▶ **Request**:
Filter the listing below, keeping only the lines that contain the string "cloud". Case matters when matching.

[Object detection data]

-*-

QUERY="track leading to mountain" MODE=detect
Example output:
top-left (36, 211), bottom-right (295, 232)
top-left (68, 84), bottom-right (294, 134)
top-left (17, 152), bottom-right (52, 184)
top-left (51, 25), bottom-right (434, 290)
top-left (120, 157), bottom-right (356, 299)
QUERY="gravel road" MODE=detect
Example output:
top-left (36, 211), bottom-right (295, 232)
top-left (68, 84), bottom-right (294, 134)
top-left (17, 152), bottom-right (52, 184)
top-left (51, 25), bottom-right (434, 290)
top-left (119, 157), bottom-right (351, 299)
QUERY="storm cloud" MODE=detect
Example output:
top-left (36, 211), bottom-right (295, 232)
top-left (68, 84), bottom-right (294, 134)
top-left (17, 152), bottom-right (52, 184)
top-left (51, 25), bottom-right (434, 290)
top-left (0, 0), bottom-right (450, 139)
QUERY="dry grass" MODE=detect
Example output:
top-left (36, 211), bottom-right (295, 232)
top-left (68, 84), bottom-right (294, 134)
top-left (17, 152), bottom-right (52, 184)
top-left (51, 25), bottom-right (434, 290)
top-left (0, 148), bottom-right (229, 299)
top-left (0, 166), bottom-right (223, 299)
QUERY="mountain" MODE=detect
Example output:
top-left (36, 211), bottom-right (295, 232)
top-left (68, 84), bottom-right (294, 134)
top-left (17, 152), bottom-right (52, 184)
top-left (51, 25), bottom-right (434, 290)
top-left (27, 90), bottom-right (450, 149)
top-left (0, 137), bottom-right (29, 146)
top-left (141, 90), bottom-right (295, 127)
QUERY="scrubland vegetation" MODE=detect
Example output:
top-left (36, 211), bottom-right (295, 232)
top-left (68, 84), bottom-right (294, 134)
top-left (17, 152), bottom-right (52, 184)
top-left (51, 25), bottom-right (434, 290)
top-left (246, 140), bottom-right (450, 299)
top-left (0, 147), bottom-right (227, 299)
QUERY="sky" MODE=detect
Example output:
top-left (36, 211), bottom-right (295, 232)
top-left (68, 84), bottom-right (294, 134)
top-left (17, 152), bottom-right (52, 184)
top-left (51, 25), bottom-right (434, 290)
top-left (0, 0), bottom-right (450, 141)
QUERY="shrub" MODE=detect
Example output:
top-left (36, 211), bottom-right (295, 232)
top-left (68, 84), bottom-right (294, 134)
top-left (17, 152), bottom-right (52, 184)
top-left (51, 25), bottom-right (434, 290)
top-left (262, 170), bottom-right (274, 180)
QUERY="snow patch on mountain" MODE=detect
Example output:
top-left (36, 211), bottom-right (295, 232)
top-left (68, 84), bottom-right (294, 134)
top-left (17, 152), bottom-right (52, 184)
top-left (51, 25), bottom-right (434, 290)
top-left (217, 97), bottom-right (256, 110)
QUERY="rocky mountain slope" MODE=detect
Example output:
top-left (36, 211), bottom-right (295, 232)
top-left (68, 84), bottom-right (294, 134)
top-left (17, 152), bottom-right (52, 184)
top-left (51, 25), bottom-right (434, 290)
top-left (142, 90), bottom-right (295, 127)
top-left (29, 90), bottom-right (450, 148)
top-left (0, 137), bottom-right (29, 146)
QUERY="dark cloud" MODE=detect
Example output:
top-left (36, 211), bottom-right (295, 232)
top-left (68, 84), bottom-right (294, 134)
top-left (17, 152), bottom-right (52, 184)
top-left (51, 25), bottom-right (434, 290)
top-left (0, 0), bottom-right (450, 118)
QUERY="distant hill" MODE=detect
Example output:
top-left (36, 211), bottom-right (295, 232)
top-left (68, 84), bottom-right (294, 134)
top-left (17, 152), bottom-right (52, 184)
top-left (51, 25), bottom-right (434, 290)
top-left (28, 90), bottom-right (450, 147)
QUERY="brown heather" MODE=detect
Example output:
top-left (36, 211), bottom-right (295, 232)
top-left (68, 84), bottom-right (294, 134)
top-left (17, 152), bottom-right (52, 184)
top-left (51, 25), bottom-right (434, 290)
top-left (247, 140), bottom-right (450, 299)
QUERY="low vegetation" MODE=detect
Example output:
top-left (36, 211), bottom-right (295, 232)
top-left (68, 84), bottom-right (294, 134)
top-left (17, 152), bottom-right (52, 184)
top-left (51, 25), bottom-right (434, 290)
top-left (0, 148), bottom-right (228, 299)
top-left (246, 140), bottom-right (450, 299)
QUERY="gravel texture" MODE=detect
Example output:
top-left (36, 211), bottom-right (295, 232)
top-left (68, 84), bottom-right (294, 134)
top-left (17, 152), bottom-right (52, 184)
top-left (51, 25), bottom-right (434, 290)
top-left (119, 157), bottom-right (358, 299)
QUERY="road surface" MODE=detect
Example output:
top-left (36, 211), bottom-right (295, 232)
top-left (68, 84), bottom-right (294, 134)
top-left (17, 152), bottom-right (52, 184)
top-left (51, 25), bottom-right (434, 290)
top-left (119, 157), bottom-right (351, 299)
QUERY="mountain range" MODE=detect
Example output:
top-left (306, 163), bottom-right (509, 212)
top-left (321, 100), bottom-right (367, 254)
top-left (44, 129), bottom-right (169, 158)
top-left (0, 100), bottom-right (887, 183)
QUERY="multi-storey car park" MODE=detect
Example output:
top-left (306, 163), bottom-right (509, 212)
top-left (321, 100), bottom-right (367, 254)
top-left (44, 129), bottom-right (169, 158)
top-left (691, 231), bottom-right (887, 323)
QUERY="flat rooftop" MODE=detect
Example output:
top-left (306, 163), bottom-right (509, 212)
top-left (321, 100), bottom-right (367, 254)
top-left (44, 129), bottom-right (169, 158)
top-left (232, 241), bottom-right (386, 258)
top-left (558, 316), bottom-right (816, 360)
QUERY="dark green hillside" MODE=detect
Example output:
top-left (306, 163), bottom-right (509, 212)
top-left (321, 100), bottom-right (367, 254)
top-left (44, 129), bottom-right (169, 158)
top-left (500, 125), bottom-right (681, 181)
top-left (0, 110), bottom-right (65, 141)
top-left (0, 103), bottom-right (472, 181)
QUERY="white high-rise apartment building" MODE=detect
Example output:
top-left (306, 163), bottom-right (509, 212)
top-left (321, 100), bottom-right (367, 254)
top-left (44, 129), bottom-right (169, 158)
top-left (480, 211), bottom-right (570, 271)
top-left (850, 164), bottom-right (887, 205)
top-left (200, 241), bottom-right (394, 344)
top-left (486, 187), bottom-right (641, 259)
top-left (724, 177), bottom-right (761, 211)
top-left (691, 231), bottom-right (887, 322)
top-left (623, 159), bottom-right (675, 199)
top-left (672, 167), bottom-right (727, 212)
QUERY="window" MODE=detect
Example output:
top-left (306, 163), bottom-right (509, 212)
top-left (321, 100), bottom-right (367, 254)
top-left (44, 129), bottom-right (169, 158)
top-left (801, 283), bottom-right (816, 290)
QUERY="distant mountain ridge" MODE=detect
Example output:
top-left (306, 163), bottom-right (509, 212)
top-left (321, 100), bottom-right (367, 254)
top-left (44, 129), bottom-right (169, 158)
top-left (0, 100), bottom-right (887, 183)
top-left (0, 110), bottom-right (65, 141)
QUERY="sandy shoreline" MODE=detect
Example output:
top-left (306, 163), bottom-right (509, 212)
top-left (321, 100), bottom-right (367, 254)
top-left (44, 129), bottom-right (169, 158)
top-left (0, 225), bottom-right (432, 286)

-*-

▶ **Response**:
QUERY="storm cloud" MODE=detect
QUERY="dark cloud" MODE=detect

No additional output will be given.